Exercise:
Extract each line of the material below that contains the word "asphalt". Treat uppercase and lowercase letters as different.

Data for the task:
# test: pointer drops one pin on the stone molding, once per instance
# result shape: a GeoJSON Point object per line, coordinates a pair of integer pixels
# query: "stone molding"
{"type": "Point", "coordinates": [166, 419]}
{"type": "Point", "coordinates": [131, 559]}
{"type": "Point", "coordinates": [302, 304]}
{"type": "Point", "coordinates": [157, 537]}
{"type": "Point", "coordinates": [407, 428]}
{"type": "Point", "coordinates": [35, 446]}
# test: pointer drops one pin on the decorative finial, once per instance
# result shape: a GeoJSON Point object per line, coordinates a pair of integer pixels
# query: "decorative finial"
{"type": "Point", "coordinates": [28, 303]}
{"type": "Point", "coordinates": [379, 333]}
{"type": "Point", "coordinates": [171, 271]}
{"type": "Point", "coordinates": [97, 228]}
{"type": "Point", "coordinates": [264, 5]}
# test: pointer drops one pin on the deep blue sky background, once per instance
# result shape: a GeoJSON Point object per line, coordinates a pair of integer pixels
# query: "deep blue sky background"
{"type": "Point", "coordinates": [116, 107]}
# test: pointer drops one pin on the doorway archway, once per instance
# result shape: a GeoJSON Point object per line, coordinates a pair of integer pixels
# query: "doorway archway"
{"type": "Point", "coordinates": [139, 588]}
---
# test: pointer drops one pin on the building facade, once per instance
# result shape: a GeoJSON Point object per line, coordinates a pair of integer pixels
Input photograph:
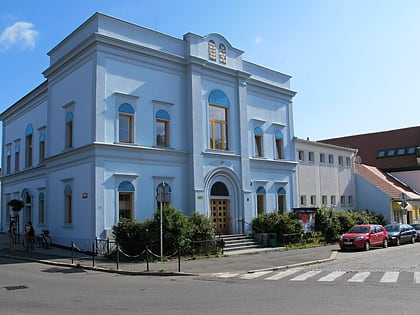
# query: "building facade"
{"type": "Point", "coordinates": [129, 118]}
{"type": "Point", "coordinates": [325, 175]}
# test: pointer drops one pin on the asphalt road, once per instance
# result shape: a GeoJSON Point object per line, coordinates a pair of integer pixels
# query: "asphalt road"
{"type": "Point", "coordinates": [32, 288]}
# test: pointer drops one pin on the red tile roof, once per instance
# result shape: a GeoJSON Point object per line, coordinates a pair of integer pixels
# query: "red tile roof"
* * *
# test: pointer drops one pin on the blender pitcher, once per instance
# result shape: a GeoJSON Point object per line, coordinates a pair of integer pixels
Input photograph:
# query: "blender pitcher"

Expected answer:
# test: pointer drops one pin on the asphalt road, once per instance
# query: "asphalt road"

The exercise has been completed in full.